> [Text segment]
⁂

Europe's deflation torture is a gift to the Far Left

If Europe’s ultra-Left has so far reaped little dividend from the great "Crisis of Capitalism", this will surely change as the eurozone’s 1930s policies of wage deflation sap the credibility of the governing centre and the EU itself.

By Ambrose Evans-Pritchard Published: 6:20PM BST 23 May 2010

The tragedy of the interwar years in Germany was that the Social Democrats - then the world’s foremost socialist party - became fatally tainted by acquiescing in Bruning’s deflation torture from 1930 to 1932. They did so, of course, because they dared not confront the orthodoxies of the Gold Standard.

By then the fixed-exchange mechanism had gone horribly wrong - in much the same way that EMU has gone horribly wrong - because the surplus countries were not recycling demand to maintain equilibrium. It had become a job-destruction machine. The result in Germany was the Reichstag election of July 1932 when the Communists and Nazis won over the half the seats.

As historian Simon Schama wrote over the weekend in the Financial Times - "The world teeters on the brink of a new age of rage: we face a tinderbox moment" - there is typically a lag-time between economic shocks and social fury. Luckily there is no Fascist threat this time. It is the (more benign) Marxist Left that stands to gain.

Perma-slump has already chipped at the left flank of the ruling Socialists in Portugal. The Communist Party (PCP) and the Maoists and Trotskyists of the Left Bloc together won 18pc of the vote in September 2009, leaving premier Jose Socrates with the lonely task of enforcing yet more austerity by minority government.

Communist leader Jerónimo de Sousa said last week that the country was being reduced to a "protectorate of Brussels", cowed into submission by financial blackmail. He invoked the civil war in 1383 when the country rallied heroically to expel the foreign opressor - with English help, the "ultimato inglês" as he calls it - from Portuguese soil.

-----What this comes down to is "ownership" of austerity policies. It is hard enough for the elected parliament of an ancient and sovereign nation to impose cuts - as Britain discovered in September 1931 when Royal Navy ratings at Invergordon refused to set sail after the Admirality docked pay by a shilling - but what is the charisma and ordaining legitimacy of an EU council of ministers meeting behind closed doors in Brussels?

⁂

> [Entries]

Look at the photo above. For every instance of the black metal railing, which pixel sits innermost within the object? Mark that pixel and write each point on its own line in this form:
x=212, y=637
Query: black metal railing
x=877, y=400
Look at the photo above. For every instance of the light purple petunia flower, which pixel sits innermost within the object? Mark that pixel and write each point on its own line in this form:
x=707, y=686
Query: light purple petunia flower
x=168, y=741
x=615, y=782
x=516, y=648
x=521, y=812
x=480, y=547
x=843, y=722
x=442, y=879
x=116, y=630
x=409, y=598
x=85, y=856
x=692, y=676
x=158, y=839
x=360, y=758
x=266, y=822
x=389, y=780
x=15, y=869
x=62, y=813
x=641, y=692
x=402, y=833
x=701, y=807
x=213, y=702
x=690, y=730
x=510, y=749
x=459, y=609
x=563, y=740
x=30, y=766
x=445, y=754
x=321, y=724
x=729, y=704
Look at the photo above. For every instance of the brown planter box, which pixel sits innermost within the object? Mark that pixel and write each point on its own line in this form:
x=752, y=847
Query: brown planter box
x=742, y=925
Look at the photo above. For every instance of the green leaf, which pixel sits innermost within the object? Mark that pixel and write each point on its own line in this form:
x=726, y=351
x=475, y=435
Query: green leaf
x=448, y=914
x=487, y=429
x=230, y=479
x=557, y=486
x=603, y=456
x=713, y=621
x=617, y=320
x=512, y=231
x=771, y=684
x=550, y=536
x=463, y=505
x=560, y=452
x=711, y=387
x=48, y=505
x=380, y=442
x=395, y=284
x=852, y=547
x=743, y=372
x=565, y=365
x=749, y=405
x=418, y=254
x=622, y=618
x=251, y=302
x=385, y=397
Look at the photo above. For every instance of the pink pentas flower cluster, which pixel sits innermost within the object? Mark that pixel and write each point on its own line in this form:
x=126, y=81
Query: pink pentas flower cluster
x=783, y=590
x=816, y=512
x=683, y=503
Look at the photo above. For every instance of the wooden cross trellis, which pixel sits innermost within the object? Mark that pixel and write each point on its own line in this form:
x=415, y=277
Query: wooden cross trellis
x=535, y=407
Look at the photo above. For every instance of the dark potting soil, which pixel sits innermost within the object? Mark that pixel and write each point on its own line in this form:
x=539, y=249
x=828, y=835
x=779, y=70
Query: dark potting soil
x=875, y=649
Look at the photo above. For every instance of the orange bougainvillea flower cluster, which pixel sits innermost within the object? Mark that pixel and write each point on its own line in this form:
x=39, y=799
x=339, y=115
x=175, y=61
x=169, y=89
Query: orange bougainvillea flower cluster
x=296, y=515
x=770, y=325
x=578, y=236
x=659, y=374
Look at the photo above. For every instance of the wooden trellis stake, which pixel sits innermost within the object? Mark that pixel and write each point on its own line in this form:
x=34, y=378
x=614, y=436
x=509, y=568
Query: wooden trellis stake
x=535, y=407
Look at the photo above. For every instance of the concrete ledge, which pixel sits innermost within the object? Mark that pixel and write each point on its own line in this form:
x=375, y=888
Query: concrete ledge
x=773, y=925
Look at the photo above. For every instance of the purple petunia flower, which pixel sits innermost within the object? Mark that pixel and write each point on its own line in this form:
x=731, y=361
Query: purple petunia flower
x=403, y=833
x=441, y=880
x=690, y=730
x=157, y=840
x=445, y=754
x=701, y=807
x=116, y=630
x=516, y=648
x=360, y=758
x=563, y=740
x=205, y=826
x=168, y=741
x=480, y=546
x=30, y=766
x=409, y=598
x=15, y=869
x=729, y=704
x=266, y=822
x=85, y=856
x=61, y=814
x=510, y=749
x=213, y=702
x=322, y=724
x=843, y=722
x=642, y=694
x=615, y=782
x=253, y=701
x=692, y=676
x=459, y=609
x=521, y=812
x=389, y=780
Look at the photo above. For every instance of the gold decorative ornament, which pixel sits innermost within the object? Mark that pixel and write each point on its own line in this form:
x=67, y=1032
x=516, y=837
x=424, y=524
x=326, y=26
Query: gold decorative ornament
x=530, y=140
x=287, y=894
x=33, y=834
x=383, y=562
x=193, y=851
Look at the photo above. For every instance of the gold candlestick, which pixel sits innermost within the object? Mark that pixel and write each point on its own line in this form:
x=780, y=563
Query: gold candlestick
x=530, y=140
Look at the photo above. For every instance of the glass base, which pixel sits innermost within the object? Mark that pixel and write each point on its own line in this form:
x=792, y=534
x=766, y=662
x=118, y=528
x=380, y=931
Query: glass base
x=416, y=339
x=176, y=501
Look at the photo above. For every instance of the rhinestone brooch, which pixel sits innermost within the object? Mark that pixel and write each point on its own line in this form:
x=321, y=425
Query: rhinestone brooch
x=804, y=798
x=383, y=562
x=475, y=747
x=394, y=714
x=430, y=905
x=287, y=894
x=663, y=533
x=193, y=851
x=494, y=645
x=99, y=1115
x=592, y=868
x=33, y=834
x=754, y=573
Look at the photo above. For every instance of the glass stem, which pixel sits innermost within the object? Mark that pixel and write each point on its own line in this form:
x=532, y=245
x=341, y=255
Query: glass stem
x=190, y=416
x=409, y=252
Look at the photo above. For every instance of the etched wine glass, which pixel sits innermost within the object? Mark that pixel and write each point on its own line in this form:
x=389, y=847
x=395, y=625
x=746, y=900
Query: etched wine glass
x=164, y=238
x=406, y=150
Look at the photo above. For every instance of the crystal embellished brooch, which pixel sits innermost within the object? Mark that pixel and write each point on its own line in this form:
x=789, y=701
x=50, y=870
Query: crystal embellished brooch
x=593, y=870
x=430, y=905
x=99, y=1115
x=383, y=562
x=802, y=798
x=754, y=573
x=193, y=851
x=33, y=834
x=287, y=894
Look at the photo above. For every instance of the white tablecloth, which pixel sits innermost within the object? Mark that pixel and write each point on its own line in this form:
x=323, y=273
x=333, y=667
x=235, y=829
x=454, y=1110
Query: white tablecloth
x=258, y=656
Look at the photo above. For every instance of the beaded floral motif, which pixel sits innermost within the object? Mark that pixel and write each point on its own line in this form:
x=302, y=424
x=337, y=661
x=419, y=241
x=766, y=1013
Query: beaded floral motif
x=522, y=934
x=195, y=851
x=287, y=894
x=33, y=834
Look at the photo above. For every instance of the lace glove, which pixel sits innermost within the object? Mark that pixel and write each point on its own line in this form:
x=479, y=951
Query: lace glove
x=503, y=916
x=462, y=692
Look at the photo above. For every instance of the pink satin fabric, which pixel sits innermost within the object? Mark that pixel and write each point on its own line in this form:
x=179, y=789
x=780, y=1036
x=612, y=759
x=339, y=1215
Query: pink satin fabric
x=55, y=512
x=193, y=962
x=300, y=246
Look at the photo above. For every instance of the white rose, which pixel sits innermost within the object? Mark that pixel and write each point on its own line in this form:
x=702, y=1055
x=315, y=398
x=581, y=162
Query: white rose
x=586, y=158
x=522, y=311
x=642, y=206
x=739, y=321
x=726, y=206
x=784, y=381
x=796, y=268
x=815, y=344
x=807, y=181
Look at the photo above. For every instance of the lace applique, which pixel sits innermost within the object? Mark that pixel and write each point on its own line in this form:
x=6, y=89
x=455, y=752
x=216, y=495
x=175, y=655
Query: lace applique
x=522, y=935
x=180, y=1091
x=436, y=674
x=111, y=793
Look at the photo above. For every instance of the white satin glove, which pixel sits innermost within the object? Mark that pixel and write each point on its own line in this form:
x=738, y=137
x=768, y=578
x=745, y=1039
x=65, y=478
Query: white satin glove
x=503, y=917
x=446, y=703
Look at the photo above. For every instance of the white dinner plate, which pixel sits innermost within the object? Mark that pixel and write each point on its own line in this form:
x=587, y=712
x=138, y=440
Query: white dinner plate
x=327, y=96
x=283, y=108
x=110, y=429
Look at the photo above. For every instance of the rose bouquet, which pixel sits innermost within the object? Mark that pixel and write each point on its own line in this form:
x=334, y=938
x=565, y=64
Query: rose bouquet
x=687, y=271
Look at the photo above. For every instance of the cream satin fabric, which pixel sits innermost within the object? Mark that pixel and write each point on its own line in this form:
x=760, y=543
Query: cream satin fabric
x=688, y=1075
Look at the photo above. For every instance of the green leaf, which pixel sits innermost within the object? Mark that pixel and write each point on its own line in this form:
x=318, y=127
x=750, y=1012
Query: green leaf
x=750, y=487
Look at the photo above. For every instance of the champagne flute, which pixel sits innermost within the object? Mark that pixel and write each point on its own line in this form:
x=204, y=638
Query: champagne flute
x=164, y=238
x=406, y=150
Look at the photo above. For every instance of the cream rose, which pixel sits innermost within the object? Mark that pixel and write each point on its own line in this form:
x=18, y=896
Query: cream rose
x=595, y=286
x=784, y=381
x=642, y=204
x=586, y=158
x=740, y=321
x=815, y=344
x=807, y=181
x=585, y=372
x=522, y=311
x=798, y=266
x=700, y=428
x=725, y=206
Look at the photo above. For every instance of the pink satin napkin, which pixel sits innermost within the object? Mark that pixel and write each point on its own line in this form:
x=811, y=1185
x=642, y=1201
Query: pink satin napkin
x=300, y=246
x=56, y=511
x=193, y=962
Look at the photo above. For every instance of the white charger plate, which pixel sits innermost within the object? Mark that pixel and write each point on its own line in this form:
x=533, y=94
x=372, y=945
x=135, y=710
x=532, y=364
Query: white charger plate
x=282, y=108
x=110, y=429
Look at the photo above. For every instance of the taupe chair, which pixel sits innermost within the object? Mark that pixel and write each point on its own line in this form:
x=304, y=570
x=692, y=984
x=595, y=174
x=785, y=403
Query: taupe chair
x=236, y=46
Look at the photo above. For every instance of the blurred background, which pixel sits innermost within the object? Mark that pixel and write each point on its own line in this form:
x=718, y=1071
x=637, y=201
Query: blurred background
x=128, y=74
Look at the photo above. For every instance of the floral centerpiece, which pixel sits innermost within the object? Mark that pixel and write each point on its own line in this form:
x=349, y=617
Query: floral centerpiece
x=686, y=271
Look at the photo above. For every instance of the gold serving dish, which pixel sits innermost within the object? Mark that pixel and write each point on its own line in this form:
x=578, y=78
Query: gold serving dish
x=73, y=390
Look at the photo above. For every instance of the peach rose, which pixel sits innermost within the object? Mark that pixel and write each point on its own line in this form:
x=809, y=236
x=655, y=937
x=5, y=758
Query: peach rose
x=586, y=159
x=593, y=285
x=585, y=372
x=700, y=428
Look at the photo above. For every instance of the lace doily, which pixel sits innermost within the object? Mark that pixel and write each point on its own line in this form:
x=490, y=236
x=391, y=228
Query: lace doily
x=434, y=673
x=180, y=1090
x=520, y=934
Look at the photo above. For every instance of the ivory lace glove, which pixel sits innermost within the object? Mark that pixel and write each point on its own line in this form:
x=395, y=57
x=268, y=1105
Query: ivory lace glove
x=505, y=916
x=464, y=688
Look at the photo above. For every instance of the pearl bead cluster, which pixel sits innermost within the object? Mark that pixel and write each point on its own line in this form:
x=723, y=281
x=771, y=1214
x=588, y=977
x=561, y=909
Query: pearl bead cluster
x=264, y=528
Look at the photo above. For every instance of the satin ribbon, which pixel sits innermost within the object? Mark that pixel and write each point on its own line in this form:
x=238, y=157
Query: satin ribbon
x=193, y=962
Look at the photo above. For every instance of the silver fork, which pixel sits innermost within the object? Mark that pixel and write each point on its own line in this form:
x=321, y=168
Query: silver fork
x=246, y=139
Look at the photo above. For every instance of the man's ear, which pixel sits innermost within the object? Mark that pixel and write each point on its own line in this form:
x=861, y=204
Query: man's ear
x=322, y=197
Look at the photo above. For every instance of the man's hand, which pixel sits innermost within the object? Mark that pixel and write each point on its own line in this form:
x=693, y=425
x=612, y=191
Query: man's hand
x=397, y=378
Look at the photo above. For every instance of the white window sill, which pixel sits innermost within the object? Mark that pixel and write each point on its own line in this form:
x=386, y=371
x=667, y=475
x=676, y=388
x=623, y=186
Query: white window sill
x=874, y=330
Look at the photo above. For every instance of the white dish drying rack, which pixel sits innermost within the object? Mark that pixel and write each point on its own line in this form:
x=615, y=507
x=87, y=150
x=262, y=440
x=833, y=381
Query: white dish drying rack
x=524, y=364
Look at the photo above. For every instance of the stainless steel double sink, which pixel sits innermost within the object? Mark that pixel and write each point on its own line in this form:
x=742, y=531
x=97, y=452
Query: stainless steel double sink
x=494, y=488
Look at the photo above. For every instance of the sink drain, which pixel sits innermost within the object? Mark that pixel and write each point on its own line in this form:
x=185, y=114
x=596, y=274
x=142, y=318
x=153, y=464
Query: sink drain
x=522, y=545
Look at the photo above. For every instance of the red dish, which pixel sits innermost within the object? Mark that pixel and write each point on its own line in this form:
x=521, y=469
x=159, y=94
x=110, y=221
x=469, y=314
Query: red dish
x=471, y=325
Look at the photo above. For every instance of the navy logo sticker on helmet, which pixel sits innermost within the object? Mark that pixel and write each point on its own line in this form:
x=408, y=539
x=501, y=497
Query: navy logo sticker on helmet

⁂

> [Your tasks]
[1] Answer these from the article on Europe's deflation and the Far Left:
(a) What share of the vote did the Communist Party and the Left Bloc together win in Portugal in September 2009?
(b) In which month and year was the Reichstag election in which the Communists and Nazis won over half the seats?
(c) Who refused to set sail at Invergordon after the Admiralty docked pay by a shilling?
[2] Repeat the article on Europe's deflation word for word, starting at "As historian Simon" and ending at "by minority government.".
[3] Carry on the article on Europe's deflation and the Far Left from its final sentence.

> [Answers in order]
[1]
(a) 18pc
(b) July 1932
(c) Royal Navy ratings

[2]
As historian Simon Schama wrote over the weekend in the Financial Times - "The world teeters on the brink of a new age of rage: we face a tinderbox moment" - there is typically a lag-time between economic shocks and social fury. Luckily there is no Fascist threat this time. It is the (more benign) Marxist Left that stands to gain.

Perma-slump has already chipped at the left flank of the ruling Socialists in Portugal. The Communist Party (PCP) and the Maoists and Trotskyists of the Left Bloc together won 18pc of the vote in September 2009, leaving premier Jose Socrates with the lonely task of enforcing yet more austerity by minority government.

[3]
Portugual is not unique. I spent Saturday delving into the subcultures of Italy’s Rifondazione Comunista, Spain’s Izquierda Unida, Olivier Besancenot’s Parti Anti-Capitaliste in France, and Germany’s Linke (Left). While it is too early to talk of a pan-European revolt against EMU-deflation, the Left is starting to offer the only coherent critique of what has gone wrong with monetary union and why there can be no durable solution until the EU creates full fiscal union (which creates its own problems of permanent subsidies, as from Ostrogoth Padania to Berber Sicily under the lira) or until this latter day Gold Standard is broken into viable halves.

------This belt-tightening is intellectually absurd, comes too late to rebalance EMU, and has now run amok. Spain is cutting public sector wages by up to 7pc this year. Greece has swallowed a de facto cut of 16pc. Italy is preparing a wage freeze as part of a €25bn austerity plan over two years. France has joined with plans for a three-year freeze and a hair-shirt clause in the constitution. Pre-EMU Romania is cutting wages by 25pc, so that take that you wimps. Romania’s police union has vowed to bring down the government, threatening to "do what we did in 1989, when we overthrew the dictatorship".

The IMF’s Dominique Strauss-Kahn is having second thoughts about a synchronized fiscal squeeze across half Europe. "Growth in Europe is by far too low. Germany and the other countries must urgently do more to accelerate growth. The whole world is watching this and is losing confidence in Europe," he said.

The Left always warned that EMU was a "Bankers’ Ramp", an instrument of creditor control that would lock in reactionary policies. Little did they know how extreme this would prove to be. Greece is having to go through the harshest fiscal cuts ever attempted in a developed economy under its EU-IMF plan, without offsetting exchange and monetary stimulus. The agony is pointless. The IMF admits that Greece’s public debt will rise from 120pc to 150pc of GDP by 2014. The country is already past the point of no return.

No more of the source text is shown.